WHAT TO DO: Write out, character for character, the line containing "of the curved" and all lines after it up to the end of the listing.

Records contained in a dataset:
==================================================
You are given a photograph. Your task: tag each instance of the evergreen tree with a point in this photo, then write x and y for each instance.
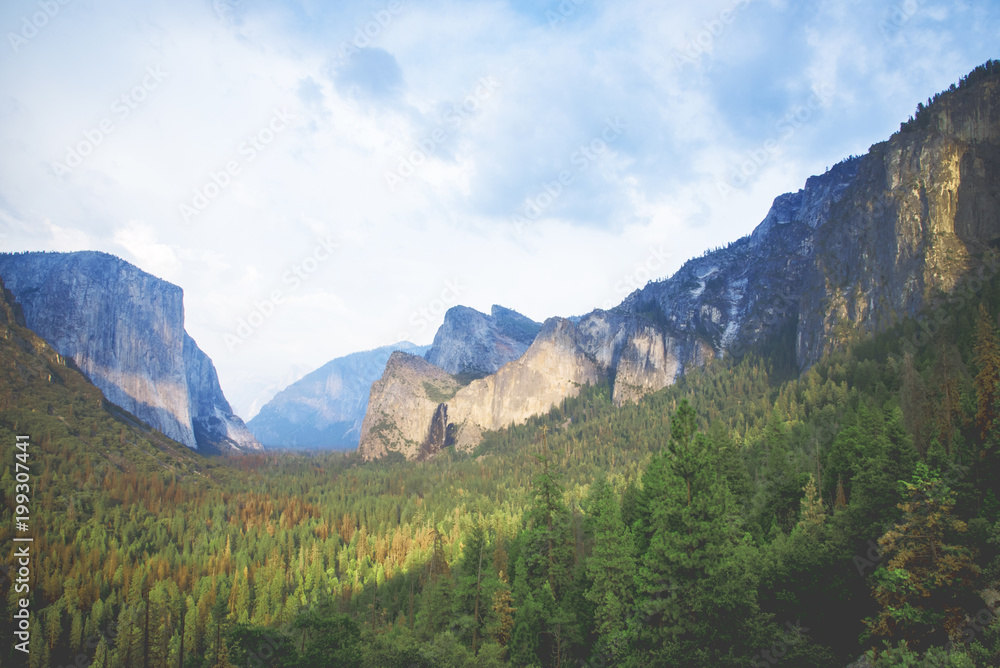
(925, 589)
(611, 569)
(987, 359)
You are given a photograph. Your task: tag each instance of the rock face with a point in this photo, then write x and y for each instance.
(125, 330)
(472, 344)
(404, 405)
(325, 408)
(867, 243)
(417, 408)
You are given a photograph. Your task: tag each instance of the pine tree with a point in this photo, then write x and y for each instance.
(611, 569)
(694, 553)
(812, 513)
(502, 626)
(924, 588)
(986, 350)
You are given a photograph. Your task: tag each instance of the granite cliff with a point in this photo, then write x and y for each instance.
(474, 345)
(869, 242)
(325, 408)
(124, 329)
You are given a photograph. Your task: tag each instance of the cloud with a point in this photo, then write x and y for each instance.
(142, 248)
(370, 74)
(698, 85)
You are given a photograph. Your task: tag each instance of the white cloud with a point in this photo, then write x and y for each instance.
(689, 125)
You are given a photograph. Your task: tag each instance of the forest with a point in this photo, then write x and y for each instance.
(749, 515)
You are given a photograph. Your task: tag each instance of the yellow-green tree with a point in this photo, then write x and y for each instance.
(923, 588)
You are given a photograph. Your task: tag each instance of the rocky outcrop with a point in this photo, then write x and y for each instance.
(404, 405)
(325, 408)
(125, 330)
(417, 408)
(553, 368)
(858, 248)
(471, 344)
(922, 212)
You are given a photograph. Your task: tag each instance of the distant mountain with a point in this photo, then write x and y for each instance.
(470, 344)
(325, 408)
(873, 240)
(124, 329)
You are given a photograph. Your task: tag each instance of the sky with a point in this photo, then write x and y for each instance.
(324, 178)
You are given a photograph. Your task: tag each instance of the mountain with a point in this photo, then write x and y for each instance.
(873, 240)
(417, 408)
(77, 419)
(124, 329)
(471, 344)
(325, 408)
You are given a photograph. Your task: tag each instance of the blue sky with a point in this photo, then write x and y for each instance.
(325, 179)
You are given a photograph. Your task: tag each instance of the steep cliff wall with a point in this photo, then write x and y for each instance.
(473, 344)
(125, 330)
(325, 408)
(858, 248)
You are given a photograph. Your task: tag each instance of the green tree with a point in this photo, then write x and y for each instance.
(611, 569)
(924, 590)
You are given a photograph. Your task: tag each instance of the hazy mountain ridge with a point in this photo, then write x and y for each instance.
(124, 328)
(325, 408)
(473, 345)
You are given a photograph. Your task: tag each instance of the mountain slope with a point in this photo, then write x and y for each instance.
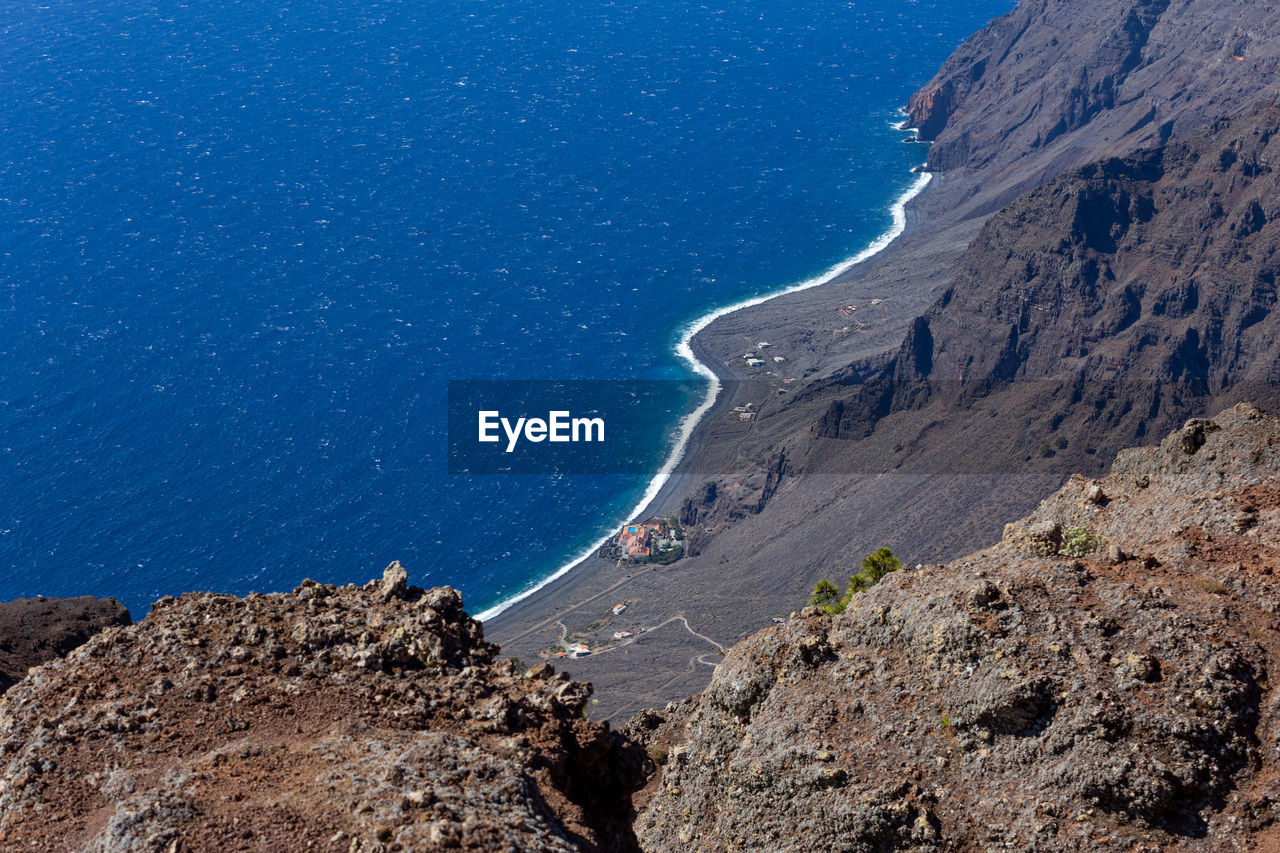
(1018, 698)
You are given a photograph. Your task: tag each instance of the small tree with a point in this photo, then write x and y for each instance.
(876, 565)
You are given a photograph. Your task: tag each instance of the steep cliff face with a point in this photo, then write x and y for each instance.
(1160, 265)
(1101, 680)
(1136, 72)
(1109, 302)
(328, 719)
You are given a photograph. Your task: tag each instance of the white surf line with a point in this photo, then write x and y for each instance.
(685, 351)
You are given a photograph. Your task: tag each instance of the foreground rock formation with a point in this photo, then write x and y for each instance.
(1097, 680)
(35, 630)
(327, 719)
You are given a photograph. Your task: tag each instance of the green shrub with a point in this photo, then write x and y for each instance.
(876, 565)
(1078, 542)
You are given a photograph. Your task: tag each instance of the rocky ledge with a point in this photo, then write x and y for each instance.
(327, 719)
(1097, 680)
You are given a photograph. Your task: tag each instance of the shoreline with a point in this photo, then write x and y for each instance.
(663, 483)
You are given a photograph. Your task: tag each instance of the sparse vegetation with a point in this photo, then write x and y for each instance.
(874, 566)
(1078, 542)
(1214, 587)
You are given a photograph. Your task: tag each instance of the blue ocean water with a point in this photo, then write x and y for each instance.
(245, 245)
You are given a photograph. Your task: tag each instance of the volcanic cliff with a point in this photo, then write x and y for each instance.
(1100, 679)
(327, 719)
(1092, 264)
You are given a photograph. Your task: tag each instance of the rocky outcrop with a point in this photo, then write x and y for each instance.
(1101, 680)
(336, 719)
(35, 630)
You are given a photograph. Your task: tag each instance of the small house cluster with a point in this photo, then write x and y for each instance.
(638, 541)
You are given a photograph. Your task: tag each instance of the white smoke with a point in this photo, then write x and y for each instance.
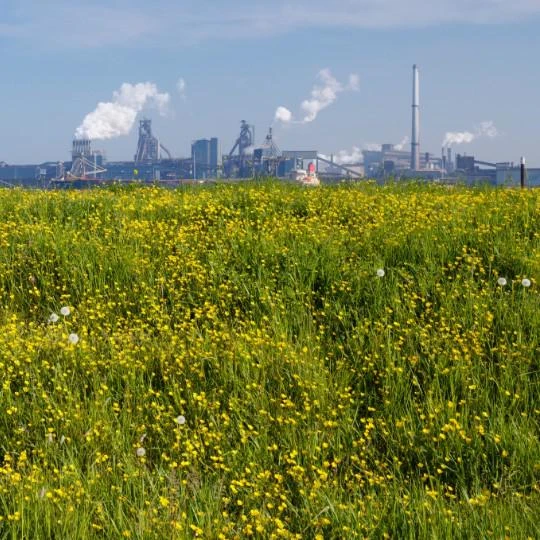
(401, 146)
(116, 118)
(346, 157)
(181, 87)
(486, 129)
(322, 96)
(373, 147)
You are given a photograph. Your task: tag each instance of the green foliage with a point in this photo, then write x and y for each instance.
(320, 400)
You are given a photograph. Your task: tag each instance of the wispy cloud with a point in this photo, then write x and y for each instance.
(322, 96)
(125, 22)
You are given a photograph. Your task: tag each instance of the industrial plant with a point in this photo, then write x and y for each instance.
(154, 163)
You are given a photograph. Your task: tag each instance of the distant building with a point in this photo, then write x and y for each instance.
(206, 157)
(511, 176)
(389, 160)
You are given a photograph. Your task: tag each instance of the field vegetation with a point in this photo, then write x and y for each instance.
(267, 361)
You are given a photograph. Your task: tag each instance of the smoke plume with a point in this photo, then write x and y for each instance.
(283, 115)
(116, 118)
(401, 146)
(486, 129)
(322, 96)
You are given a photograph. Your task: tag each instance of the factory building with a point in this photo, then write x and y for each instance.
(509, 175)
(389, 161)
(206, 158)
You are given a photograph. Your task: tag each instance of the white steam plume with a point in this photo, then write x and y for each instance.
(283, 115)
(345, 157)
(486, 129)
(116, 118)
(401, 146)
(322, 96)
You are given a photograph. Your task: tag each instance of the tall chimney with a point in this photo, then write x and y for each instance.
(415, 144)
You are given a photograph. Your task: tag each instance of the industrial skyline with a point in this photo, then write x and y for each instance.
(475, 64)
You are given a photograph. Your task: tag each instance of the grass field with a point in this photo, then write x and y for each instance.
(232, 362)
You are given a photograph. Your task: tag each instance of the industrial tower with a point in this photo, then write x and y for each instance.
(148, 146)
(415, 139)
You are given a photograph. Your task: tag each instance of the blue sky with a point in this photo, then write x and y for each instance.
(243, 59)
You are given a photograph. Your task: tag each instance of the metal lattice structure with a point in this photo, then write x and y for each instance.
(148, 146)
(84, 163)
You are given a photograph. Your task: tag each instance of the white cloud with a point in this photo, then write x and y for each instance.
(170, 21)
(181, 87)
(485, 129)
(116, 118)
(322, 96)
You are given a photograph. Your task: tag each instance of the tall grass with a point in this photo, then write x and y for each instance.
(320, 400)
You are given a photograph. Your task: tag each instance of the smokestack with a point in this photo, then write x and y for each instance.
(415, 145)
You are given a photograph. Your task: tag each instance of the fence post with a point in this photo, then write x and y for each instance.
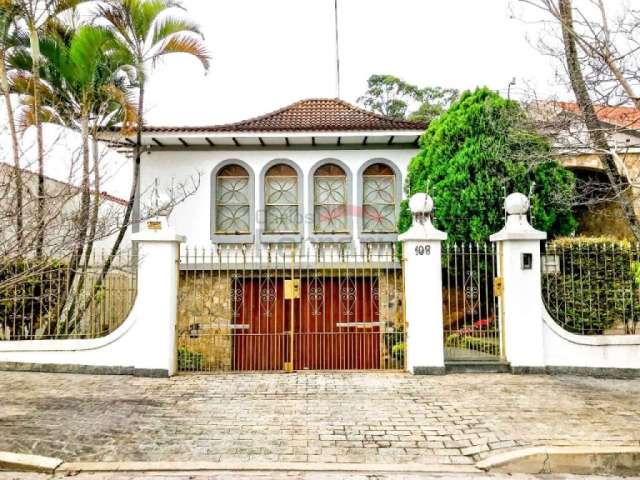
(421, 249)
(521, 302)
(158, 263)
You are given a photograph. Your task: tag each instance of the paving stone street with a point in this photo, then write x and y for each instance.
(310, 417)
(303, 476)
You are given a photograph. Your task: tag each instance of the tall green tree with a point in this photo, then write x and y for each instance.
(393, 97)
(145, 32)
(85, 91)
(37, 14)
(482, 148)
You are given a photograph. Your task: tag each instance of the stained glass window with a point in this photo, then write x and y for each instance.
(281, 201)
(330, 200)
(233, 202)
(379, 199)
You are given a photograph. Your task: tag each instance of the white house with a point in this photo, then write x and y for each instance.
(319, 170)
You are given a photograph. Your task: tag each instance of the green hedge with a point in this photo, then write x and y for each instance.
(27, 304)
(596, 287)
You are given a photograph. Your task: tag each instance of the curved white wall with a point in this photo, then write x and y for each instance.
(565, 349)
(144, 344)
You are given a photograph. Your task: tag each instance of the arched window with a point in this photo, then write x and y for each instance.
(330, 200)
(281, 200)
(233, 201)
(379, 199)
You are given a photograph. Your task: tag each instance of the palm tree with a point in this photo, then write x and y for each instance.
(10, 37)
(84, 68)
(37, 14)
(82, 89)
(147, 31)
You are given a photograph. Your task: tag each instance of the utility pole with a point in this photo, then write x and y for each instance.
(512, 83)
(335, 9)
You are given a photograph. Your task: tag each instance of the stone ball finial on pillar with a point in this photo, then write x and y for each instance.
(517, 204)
==================================================
WRITTEN ANSWER:
You are given a photograph. Your task: tag each instance of the curved white wall with a point in this photo, then write x and y for each instance.
(565, 349)
(144, 344)
You are given a photograph. Your task: tag each instance of the arched window with a point in this photo, then write x and y for each instance.
(330, 200)
(281, 200)
(233, 201)
(379, 199)
You are given a photograph. Your task: tag each instance of the palm tree with a point in this photo, then write x and y for each instance.
(10, 37)
(84, 68)
(37, 14)
(82, 89)
(147, 31)
You are given a photograph. Your task: tag each instance of the utility pole with a point in this photo, then write x and y for each instance.
(512, 83)
(335, 9)
You are given a photograph. Your task: tag each instance of the stone ball finial on pillar with a point in this photo, then write x and y for each instance.
(517, 204)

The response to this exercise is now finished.